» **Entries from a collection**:
───
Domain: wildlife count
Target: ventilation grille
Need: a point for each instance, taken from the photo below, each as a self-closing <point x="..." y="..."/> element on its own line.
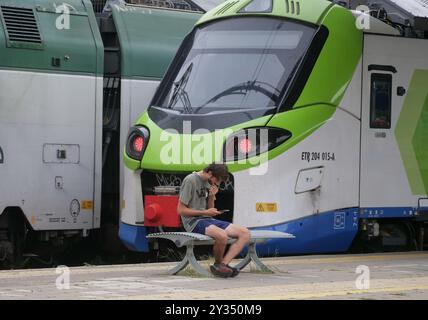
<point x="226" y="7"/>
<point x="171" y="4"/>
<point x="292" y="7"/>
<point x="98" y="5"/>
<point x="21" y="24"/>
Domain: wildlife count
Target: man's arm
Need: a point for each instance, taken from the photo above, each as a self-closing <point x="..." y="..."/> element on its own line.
───
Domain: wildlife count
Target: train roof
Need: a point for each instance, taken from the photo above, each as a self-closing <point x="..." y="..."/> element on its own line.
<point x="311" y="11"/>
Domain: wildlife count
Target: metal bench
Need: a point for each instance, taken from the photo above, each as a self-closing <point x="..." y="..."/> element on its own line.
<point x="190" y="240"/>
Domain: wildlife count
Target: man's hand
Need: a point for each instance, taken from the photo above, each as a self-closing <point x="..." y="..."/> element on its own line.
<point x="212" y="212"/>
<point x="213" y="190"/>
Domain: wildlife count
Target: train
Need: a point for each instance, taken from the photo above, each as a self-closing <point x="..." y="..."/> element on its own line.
───
Please extract every line in the rows above that contains the string "Target". Case counts.

» **Solution for this exercise**:
Target: ventilation grille
Target: man's arm
Target: train roof
Target: metal bench
Target: man's hand
Target: train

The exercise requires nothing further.